What needs to be done: A complete answer includes every line below with the word "window".

Information supplied:

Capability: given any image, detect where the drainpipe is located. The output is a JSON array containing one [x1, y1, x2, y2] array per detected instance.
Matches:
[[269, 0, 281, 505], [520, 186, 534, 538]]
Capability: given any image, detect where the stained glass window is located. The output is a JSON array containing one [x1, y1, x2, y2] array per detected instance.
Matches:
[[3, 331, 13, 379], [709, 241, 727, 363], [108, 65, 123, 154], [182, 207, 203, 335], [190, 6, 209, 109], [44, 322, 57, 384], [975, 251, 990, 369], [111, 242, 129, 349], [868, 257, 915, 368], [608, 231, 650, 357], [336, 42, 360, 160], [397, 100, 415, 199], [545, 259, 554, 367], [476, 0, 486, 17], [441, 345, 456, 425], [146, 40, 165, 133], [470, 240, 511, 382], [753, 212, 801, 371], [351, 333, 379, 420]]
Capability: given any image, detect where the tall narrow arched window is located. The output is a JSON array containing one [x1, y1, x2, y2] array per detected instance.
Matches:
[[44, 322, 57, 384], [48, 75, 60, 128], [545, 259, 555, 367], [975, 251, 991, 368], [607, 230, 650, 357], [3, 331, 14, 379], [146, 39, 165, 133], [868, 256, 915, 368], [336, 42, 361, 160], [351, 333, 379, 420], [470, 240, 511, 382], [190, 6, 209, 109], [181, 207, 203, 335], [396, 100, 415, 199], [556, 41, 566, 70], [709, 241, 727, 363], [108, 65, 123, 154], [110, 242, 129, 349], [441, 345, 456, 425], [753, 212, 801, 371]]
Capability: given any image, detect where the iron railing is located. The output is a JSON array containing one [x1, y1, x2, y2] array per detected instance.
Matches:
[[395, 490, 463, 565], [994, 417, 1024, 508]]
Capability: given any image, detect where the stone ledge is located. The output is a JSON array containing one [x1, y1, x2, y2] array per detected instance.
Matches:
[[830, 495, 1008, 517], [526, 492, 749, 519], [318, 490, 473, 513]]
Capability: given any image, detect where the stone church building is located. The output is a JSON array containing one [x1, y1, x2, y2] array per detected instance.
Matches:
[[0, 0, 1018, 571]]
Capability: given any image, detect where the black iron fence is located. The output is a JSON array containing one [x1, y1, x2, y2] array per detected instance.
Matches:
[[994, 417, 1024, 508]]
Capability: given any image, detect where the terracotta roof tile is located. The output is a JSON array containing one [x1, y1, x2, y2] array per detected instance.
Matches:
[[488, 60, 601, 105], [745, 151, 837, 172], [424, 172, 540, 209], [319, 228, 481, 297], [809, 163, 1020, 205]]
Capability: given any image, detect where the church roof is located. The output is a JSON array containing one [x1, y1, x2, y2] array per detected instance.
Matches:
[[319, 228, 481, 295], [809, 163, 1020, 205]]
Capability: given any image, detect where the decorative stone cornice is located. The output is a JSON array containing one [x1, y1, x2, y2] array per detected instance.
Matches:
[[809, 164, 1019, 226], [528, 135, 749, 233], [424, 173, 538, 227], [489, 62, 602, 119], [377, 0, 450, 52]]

Task output:
Capability: given any image, detect where the stained glass window is located. The output is a JSON array containing one [x1, y1, x2, y2] array per detected instance.
Capability: given any image, detect where the tall narrow arched window is located. The output is a JSON array containing one [x1, y1, x2, y2] array per detected instance.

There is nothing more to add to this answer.